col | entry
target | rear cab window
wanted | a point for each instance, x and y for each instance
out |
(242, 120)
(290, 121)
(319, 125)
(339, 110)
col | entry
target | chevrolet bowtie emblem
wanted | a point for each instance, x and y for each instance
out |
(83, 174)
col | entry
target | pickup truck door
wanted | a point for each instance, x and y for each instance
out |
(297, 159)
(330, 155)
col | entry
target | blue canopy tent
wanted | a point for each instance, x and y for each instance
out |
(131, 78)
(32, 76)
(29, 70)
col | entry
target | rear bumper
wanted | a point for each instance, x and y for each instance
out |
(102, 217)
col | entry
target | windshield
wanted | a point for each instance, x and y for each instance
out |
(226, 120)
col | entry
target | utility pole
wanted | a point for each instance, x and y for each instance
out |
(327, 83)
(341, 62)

--

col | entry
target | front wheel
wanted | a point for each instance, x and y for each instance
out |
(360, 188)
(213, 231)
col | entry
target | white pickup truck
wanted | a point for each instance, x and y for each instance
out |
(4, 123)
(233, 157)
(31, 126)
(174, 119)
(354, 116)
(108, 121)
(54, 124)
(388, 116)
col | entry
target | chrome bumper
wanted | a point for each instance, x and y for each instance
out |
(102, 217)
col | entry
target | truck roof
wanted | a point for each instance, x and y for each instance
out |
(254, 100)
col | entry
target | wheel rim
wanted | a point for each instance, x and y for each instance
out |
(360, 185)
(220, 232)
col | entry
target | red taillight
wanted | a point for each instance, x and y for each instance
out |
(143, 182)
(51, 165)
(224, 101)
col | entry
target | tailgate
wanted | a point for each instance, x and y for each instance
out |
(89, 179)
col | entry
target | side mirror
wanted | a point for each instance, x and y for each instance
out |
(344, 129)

...

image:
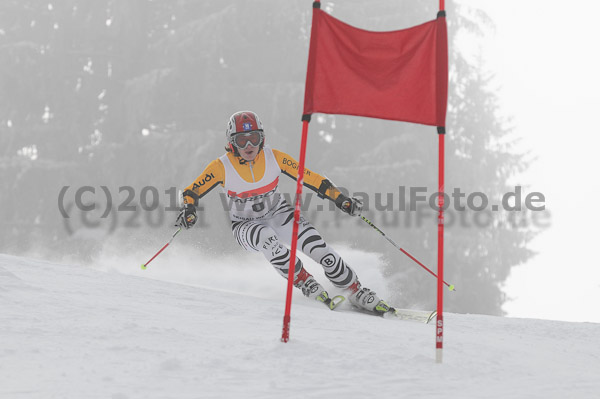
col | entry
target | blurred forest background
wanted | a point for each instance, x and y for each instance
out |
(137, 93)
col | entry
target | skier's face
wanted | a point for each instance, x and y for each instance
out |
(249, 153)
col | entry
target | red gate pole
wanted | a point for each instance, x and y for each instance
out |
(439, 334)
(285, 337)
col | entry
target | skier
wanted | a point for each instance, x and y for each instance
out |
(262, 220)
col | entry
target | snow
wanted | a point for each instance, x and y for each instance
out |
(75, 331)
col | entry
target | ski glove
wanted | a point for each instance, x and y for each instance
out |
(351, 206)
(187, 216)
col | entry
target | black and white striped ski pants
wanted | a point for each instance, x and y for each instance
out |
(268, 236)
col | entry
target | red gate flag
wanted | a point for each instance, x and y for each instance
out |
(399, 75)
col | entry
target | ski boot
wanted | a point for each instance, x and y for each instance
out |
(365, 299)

▶ [What to work on]:
Filter on the word "pole": copy each matching line from the entries above.

▶ [Written response]:
target | utility pole
target | red gate pole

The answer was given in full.